**GIVEN PROBLEM**
Rename "outlines" to "polygons" in the lines that start at the one containing "task: provide the mask of every instance of the stacked" and run through the last line. Return only those lines, with everything else left unchanged.

**RECORDS SHOWN**
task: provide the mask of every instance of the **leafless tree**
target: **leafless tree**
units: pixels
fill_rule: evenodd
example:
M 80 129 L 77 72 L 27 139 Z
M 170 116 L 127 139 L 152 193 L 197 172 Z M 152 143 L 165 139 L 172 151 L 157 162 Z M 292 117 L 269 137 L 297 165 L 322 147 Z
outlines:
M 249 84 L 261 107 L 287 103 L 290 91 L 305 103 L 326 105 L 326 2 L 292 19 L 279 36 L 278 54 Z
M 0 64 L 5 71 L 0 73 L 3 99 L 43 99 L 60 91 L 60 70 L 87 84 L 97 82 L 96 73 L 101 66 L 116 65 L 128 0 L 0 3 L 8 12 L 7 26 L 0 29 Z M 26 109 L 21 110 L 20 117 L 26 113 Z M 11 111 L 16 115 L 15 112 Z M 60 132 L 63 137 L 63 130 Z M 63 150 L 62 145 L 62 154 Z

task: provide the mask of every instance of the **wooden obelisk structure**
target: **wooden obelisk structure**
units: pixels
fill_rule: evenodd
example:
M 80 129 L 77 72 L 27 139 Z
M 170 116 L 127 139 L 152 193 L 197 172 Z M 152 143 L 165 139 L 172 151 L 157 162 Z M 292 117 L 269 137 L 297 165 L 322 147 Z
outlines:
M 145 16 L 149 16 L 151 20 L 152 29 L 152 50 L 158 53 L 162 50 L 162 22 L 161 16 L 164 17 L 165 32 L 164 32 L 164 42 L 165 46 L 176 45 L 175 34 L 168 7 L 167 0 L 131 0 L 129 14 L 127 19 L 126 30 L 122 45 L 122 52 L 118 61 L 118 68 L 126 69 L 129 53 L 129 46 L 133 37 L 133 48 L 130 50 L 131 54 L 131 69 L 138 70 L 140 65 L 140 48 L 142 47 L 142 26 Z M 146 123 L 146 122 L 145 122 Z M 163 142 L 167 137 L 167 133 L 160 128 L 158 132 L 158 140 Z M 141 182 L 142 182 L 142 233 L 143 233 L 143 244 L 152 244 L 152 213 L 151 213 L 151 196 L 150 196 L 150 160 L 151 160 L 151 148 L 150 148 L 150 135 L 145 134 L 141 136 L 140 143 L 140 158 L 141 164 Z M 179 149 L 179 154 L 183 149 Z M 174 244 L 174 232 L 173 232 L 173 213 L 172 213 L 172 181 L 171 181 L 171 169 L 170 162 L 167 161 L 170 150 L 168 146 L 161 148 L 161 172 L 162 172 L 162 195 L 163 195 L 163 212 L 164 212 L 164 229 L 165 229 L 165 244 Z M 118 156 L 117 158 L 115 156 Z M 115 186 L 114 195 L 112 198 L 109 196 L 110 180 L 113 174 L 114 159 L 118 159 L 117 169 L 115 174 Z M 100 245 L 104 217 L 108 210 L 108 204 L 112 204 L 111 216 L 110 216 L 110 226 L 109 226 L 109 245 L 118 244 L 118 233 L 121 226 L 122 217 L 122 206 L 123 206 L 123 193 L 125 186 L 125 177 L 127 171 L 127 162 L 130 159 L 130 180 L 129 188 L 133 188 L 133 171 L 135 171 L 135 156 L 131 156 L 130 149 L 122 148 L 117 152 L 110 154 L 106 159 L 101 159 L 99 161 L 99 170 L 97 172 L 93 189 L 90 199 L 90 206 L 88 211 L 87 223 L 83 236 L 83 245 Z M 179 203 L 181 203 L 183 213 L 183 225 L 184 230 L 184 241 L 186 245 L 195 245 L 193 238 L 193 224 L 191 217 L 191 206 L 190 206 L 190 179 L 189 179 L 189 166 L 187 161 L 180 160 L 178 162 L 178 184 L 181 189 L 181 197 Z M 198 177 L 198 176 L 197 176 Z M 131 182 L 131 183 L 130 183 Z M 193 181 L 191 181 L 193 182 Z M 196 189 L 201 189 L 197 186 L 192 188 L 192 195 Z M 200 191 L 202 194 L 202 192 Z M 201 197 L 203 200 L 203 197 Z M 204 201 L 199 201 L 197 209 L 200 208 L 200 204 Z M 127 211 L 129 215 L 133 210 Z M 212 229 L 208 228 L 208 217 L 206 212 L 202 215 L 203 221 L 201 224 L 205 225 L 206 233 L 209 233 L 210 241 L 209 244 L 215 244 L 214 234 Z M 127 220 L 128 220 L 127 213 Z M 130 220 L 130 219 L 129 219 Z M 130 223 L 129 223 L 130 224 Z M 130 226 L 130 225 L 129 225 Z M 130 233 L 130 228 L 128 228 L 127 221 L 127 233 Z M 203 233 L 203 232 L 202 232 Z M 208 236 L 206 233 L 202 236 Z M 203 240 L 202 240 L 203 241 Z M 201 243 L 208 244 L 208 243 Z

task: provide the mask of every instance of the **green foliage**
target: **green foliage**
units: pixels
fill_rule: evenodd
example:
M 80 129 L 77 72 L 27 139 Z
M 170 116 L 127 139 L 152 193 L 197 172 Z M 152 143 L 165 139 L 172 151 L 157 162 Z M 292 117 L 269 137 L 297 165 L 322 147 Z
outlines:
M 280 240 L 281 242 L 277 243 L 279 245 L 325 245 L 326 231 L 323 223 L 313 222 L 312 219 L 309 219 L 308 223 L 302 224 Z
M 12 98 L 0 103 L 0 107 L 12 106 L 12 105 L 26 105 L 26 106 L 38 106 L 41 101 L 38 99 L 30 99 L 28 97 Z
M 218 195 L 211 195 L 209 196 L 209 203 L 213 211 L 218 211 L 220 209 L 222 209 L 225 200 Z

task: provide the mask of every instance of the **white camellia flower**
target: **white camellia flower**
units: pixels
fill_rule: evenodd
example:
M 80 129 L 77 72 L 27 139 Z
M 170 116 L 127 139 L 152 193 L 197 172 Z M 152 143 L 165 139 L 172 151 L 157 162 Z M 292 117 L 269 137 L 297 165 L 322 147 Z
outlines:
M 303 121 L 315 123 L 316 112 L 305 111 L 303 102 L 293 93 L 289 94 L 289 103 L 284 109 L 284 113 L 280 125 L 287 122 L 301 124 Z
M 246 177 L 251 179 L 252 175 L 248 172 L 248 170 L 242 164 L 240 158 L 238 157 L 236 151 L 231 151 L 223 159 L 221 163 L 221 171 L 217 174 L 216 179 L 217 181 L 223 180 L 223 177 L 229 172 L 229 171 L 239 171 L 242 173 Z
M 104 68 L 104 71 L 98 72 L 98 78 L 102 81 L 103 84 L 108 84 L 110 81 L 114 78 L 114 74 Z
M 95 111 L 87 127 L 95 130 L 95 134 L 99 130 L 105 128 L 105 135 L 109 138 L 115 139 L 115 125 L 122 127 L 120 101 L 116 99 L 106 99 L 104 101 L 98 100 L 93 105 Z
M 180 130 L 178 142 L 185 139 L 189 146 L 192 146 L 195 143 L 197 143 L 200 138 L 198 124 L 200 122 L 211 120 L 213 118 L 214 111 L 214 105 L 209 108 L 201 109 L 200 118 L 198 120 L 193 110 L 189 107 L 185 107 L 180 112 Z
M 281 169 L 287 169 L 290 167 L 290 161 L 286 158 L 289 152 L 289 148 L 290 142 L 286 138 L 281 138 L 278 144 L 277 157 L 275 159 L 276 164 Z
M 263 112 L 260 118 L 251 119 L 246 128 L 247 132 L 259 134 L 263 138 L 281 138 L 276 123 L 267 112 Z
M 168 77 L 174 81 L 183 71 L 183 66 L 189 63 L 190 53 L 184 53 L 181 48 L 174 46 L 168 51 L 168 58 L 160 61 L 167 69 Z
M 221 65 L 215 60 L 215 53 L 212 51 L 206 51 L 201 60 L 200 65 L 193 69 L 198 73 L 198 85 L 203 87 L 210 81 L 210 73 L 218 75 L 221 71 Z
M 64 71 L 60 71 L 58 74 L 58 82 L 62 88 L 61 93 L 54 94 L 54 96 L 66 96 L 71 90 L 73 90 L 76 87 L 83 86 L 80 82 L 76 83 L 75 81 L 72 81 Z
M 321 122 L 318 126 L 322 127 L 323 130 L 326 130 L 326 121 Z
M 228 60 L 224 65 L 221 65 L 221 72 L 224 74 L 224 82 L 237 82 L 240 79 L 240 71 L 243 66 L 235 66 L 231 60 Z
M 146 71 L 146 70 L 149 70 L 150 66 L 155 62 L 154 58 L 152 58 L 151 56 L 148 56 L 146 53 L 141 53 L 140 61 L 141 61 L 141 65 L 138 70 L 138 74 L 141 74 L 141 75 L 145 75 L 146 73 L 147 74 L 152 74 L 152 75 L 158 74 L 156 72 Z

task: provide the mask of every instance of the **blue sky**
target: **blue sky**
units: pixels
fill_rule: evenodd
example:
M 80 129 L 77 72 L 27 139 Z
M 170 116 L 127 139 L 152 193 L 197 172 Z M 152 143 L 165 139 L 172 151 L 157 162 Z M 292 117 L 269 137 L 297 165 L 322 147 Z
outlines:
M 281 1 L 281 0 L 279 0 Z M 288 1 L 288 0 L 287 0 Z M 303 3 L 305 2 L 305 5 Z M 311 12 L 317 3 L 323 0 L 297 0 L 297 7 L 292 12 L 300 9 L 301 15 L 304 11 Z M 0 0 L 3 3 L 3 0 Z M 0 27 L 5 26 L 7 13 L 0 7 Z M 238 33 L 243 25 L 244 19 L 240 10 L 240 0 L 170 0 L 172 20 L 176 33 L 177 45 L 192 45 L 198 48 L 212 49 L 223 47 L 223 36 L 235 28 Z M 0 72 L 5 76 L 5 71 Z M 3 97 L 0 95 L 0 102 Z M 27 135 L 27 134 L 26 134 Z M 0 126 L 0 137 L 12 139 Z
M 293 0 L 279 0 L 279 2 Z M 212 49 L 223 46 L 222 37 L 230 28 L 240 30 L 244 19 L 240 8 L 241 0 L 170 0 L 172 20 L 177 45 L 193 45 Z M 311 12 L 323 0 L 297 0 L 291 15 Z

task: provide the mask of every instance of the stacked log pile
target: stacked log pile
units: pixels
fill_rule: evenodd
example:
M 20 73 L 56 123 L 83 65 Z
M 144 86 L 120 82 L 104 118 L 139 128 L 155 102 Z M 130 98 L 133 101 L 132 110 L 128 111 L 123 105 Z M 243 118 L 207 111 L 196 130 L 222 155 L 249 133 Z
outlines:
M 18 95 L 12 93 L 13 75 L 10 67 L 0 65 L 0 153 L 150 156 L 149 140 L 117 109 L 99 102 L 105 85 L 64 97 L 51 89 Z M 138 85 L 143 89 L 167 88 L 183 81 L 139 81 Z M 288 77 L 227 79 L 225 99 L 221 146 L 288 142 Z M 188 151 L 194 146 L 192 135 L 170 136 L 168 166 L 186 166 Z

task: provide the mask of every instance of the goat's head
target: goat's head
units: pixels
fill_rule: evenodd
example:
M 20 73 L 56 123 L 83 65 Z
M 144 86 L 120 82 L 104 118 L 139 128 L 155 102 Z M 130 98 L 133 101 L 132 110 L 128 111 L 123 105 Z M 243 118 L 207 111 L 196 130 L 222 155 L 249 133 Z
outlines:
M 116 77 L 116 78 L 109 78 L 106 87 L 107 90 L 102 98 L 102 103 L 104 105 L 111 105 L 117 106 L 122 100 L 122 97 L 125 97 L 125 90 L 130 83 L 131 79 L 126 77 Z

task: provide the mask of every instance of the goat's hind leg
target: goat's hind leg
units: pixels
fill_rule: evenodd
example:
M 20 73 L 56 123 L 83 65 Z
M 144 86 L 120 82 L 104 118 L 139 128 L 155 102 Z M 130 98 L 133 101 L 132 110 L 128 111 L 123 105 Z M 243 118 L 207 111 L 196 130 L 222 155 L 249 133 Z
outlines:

**WRITTEN SOLUTION**
task: provide the mask of every instance of the stacked log pile
target: stacked log pile
units: pixels
fill_rule: evenodd
example:
M 20 73 L 56 123 L 83 65 Z
M 144 86 L 120 82 L 104 118 L 139 128 L 155 102 Z M 130 98 L 133 101 L 132 110 L 128 111 L 123 105 Z M 243 118 L 207 111 L 196 130 L 222 155 L 249 133 Z
polygons:
M 18 95 L 12 93 L 13 75 L 10 67 L 0 65 L 0 153 L 150 156 L 149 140 L 117 109 L 99 102 L 105 85 L 64 97 L 51 89 Z M 138 85 L 143 89 L 167 88 L 183 81 L 139 81 Z M 288 77 L 227 79 L 225 99 L 221 146 L 288 142 Z M 188 151 L 194 146 L 192 135 L 170 136 L 168 166 L 186 166 Z

task: provide the mask of every instance of the goat's head
target: goat's head
units: pixels
fill_rule: evenodd
example:
M 20 73 L 56 123 L 83 65 Z
M 144 86 L 120 82 L 104 118 L 139 128 L 155 102 Z M 130 98 L 133 101 L 132 110 L 128 111 L 123 105 Z M 243 118 L 207 111 L 196 130 L 222 155 L 249 133 Z
polygons:
M 116 77 L 116 78 L 109 78 L 106 87 L 107 90 L 102 98 L 102 103 L 104 105 L 111 105 L 117 106 L 122 100 L 122 97 L 125 97 L 125 90 L 130 83 L 131 79 L 126 77 Z

task: provide the mask of every instance of the goat's hind leg
target: goat's hind leg
units: pixels
fill_rule: evenodd
example:
M 20 73 L 56 123 L 83 65 Z
M 144 86 L 120 82 L 104 118 L 139 128 L 155 102 Z M 130 98 L 133 101 L 132 110 L 128 111 L 123 105 Z M 243 118 L 207 111 L 196 130 L 222 155 L 249 133 Z
polygons:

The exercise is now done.